**What is being asked**
Gather every line of the entries below that contains the string "task". Case counts, so match uppercase and lowercase letters exactly.

**Material for this exercise**
^^^^^^^^

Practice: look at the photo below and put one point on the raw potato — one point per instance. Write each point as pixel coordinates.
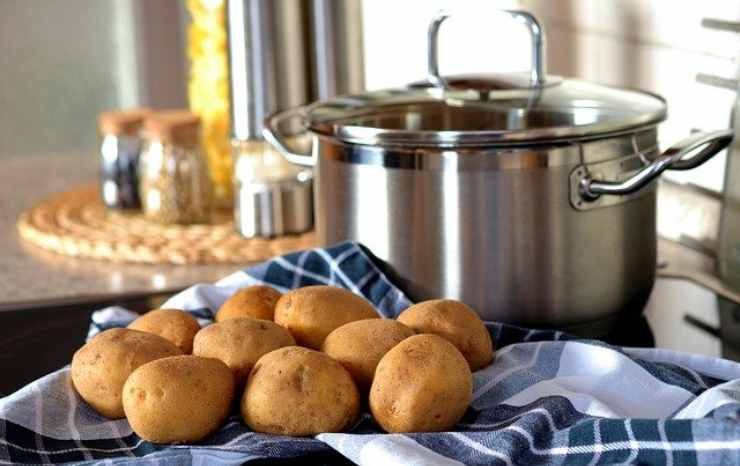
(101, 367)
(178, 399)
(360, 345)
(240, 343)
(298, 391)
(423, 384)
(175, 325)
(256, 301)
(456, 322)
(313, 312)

^^^^^^^^

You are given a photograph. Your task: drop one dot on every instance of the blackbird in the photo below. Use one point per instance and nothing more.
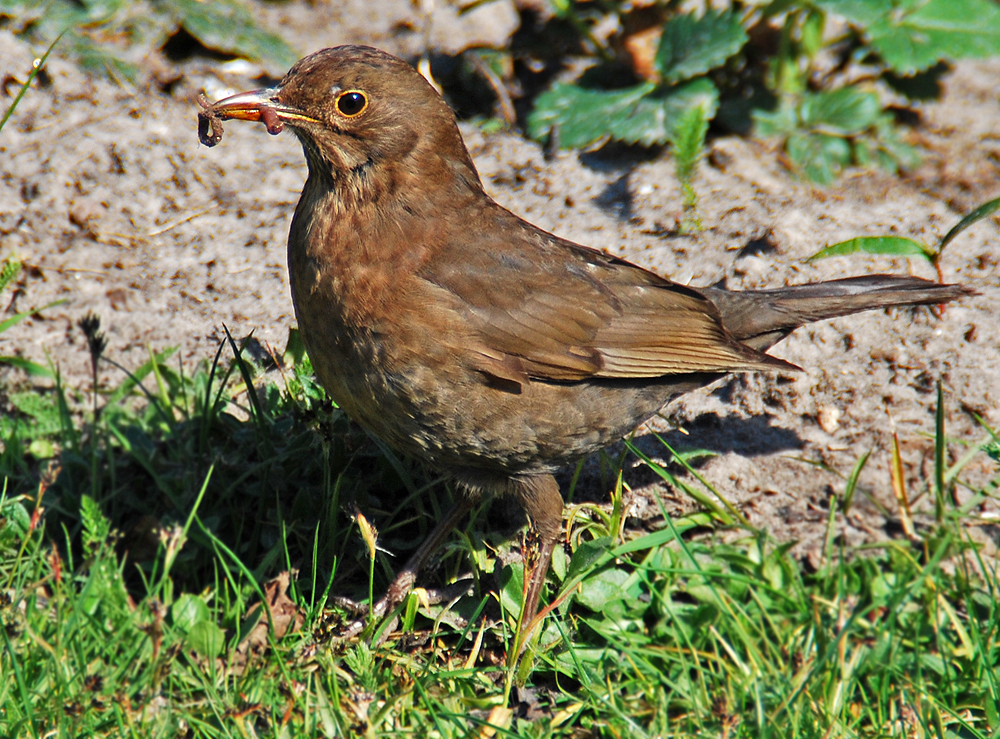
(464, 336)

^^^^^^^^

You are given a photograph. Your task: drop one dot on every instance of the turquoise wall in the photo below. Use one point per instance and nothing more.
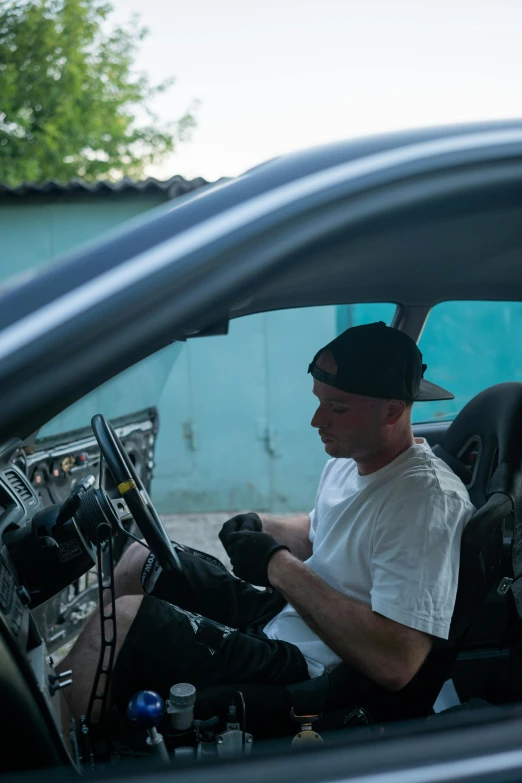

^^^^^^^^

**The answer**
You are given a photograph. Your task: drop one dot on every instance of the blackbird in the photo below. Use one point per instance and nothing more.
You are given a photograph. Your task: drop one dot on every instance of the turquoise wall in the photo below. Use one point per instance and nothing more.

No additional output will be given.